[Opening EXCERPT PROVIDED section]

Correa backhouseana is a species of rounded shrub that is endemic to coastal and near-coastal areas of southern Australia. It has elliptical to egg-shaped or round leaves that are densely hairy on the lower surface, and cylindrical to funnel-shaped, cream-coloured to pale green or red and yellow flowers.

==Description==
Correa backhouseana is a rounded shrub that typically grows to a height of 2 m with its young branchlets covered with woolly, rust-coloured hairs. The leaves are leathery, elliptical to egg-shaped or more or less round, mostly 15–25 mm long on a short petiole. The upper surface of the leaves is more or less glabrous but the lower surface is densely covered with woolly hairs. The flowers are arranged singly or in groups of two or three on short side shoots and are usually pendent. The calyx is hemispherical, 2–7 mm high and densely covered with woolly hairs. The petals are cream-coloured to pale green or red and yellow, 15–25 mm long and form a cylindrical or funnel-shaped corolla. The eight stamens are slightly longer than the corolla.

==Taxonomy==
Correa backhouseanas was first formally described in 1834 by botanist William Jackson Hooker in The Journal of Botany. The type specimen was collected by English botanist and missionary James Backhouse at Cape Grim in Tasmania in 1833.

The names of three varieties are accepted by the Australian Plant Census:
- Correa backhouseana Hook. var. backhouseana, commonly known as coast correa in Victoria and as velvet correa in Tasmania, has a cream-coloured corolla and egg-shaped to broadly egg-shaped or broadly elliptical leaves that are smooth on the upper surface;
- Correa backhouseana var. coriacea (Paul G.Wilson) Paul G.Wilson, commonly known as thick-leaf correa in South Australia, has egg-shaped leaves and a red corolla with yellowish tips on the lobes;
- Correa backhouseana var. orbicularis Paul G.Wilson, commonly known as the round-leaf Kangaroo Island correa has broadly egg-shaped to round leaves and a red corolla with yellowish tips on the lobes.

==Distribution and habitat==
This correa occurs in Western Australia, South Australia, Victoria and Tasmania. Variety backhouseana usually grows on coastal dunes and among rocks in coastal Tasmania, the Bass Strait Islands and near Cape Otway in coastal Victoria. Variety coriacea grows on dunes and granite outcrops westwards from the Mount Lofty Ranges of South Australia and on limestone escarpments along the south-eastern coast of Western Australia. Variety orbicularis is endemic to Kangaroo Island in South Australia where it grows in coastal heath on sand, often over limestone.

==Conservation status==
Correa backhouseana var. backhouseana is listed as "vulnerable" under the Victorian Government Advisory List of Rare Or Threatened Plants In Victoria - 2014.

==Use in horticulture==
Correa backhouseana is a hardy plant down to -5 C. It is useful as a screening plant or along fencelines. It is also used as a container plant and its flowers and foliage can be used in floral arrangements. It prefers a position with some shade and will tolerate salt-laden winds and frost.

The cultivar Correa backhouseana var. coriacea 'Eucla Gold' has smaller, narrower, and more brightly coloured flowers than usual. It was selected from a wild population near Eucla, Western Australia and brought into cultivation in Victoria in 1988.

Correa backhouseana has gained the Royal Horticultural Society's Award of Garden Merit. In the UK it requires a sheltered location and some protection in winter.

[Closing EXCERPT PROVIDED section]
[Opening RECORDS section]

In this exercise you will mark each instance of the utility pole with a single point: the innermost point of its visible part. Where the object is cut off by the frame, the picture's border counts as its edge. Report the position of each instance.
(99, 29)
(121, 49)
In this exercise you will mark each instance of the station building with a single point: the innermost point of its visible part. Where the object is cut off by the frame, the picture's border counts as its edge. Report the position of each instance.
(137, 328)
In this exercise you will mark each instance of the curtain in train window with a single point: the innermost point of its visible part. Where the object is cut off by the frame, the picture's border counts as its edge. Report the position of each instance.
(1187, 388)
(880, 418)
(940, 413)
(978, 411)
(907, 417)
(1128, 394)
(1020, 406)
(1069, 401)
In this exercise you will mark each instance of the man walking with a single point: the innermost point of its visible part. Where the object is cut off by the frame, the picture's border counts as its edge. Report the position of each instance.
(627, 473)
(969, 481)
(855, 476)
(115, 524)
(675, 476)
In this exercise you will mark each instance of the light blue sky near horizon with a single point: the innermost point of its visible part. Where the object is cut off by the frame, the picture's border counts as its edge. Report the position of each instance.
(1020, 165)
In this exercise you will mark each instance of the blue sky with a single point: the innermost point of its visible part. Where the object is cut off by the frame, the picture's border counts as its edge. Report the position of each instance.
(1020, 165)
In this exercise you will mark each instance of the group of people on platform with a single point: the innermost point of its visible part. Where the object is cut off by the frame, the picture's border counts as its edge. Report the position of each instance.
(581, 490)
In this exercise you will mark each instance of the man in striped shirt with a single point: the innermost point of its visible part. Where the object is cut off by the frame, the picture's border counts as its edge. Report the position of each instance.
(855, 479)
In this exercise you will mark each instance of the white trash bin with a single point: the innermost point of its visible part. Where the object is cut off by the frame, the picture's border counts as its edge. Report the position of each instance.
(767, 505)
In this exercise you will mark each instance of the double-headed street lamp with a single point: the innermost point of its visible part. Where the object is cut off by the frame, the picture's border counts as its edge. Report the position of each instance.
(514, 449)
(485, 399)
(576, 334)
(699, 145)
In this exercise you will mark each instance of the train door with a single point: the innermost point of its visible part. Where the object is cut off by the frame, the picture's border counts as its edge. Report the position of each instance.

[Closing RECORDS section]

Answer these questions from the text on Correa backhouseana:
(a) Who collected the type specimen, and at what place?
(b) Where is variety orbicularis endemic?
(c) Down to what temperature is the plant hardy?
The records come from a different source than the text.

TASK RESPONSE:
(a) James Backhouse, at Cape Grim in Tasmania.
(b) Kangaroo Island in South Australia.
(c) -5 C.